==== TEXTE À LIRE

Ce n’est pas un hasard si le mythe du Grütli – en dépit des historiens suisses s’efforçant déjà très tôt de le dissocier de la recherche historique sur le Moyen-Âge – est devenu une référence dans les écrits du libéralisme et du néolibéralisme. Moins du fait de penseurs libéraux suisses que d’intellectuels en exil qui se créent une nouvelle patrie au gré de leurs voyages et de leurs vacances en Suisse et s’approprient aussi un nouveau passé au travers de l’histoire helvétique. L’on sait ainsi que les économistes exilés des États-Unis participent aux réunions après-guerre de la néolibérale Société du Mont-Pèlerin à Seelisberg, dans le canton d’Uri, d’où ils suivent le sentier jusqu’au Grütli. Cette prairie mythique et la légende du serment qui y a été prêté offrent un canevas irrésistible sur lequel broder l’idée de liberté : ni palais royal ni bâtiment gouvernemental, mais une prairie (vide) pour symboliser la conception libérale de l’État. La prairie du Grütli est accessible à tous, en tout temps et prend alors vie. Les critiques libéraux de l’idée d’un État central stylisent le Grütli comme pendant du château de Versailles, du Reichstag, du Kremlin ou de la Cité interdite. Par ailleurs, le Grütli n’est qu’un lieu de rassemblement occasionnel – et symbolise, pour les libéraux, le concept de la démocratie directe ainsi que du fédéralisme.

Découvrant l’histoire helvétique et ses mythes à la fin du XVIIIe siècle, les penseurs européens idéalisent la Suisse comme berceau de la liberté. Même Karl Marx se joint aux chants de louange vantant les Suisses comme « gardiens de la liberté depuis près de six siècles ». Sans aucun fondement justifié, la prairie du Grütli devient le lieu mythique du libéralisme, et du néolibéralisme au XXe siècle. Poètes et penseurs se rendent au lac des Quatre-Cantons, dont Germaine de Staël et Lord Byron. Pendant ce temps, en Allemagne, Friedrich Schiller écrit la pièce « Guillaume Tell » (1804) et y fournit en quelque sorte le scénario des futures révolutions républicaines de l’Europe du XIXe siècle. Pendant la Seconde Guerre mondiale, le drame « Tell » de Schiller est joué sans interruption au Schauspielhaus de Zurich. En Allemagne, Hitler interdit la pièce en 1941. Voici les paroles souvent citées du serment du Grütli selon Schiller :

Nous jurons ici de former un seul peuple de frères,

que les malheurs et les dangers ne sépareront jamais.

Nous jurons d’être libres ainsi que l’ont été nos pères,

et de préférer toujours la mort à l’esclavage.

========
==== LIGNES DE DONNÉES

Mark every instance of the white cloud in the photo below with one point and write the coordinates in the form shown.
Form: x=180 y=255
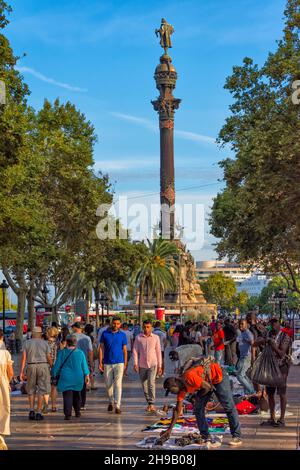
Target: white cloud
x=195 y=137
x=192 y=136
x=125 y=164
x=136 y=120
x=43 y=78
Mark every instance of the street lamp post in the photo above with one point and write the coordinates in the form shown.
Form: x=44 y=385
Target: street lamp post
x=107 y=306
x=3 y=286
x=282 y=298
x=102 y=303
x=45 y=292
x=97 y=299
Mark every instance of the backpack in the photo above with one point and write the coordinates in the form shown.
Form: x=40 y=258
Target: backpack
x=204 y=362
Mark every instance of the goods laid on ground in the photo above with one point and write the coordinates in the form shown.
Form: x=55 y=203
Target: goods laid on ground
x=187 y=443
x=188 y=424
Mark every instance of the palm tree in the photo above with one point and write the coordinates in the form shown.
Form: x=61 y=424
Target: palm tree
x=156 y=271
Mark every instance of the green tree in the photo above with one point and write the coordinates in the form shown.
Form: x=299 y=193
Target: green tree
x=219 y=290
x=156 y=271
x=12 y=112
x=252 y=216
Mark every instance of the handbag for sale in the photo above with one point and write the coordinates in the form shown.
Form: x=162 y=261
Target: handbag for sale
x=265 y=369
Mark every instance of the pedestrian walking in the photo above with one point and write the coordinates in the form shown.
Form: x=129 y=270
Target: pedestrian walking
x=204 y=384
x=218 y=339
x=63 y=336
x=71 y=371
x=37 y=356
x=6 y=374
x=245 y=341
x=89 y=330
x=148 y=362
x=104 y=328
x=230 y=343
x=51 y=335
x=281 y=345
x=113 y=362
x=129 y=337
x=84 y=343
x=163 y=343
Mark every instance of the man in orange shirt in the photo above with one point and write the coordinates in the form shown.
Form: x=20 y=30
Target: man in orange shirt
x=196 y=380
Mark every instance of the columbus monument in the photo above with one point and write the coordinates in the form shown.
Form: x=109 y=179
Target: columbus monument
x=189 y=295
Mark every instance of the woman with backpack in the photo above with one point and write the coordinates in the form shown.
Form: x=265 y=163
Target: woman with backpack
x=70 y=371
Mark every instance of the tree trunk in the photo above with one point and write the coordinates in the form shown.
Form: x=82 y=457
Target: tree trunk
x=141 y=298
x=87 y=305
x=20 y=314
x=30 y=303
x=97 y=293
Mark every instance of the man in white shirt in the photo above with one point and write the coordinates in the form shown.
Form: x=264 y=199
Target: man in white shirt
x=163 y=342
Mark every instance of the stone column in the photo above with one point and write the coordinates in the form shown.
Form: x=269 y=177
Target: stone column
x=165 y=77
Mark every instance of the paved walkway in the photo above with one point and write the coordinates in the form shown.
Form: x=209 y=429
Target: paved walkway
x=97 y=429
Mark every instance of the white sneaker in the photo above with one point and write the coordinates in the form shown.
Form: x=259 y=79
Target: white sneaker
x=3 y=445
x=236 y=442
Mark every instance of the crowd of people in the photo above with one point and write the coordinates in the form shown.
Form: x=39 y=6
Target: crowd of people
x=65 y=360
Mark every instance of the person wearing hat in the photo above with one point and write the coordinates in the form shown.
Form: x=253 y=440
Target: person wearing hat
x=196 y=381
x=37 y=356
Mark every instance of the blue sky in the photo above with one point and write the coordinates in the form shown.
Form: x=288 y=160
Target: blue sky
x=101 y=55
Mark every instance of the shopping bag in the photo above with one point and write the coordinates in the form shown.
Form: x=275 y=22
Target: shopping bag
x=265 y=369
x=245 y=407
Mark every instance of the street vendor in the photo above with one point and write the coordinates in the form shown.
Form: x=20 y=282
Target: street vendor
x=203 y=381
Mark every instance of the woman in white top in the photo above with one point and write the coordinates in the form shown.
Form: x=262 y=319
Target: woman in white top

========

_EXERCICE_: Transcrivez le passage du texte sur le mythe du Grütli, plus haut, qui s'ouvre sur les mots contenant « que les malheurs » et se clôt sur « mort à l’esclavage. ».

_CORRIGÉ_:
que les malheurs et les dangers ne sépareront jamais.

Nous jurons d’être libres ainsi que l’ont été nos pères,

et de préférer toujours la mort à l’esclavage.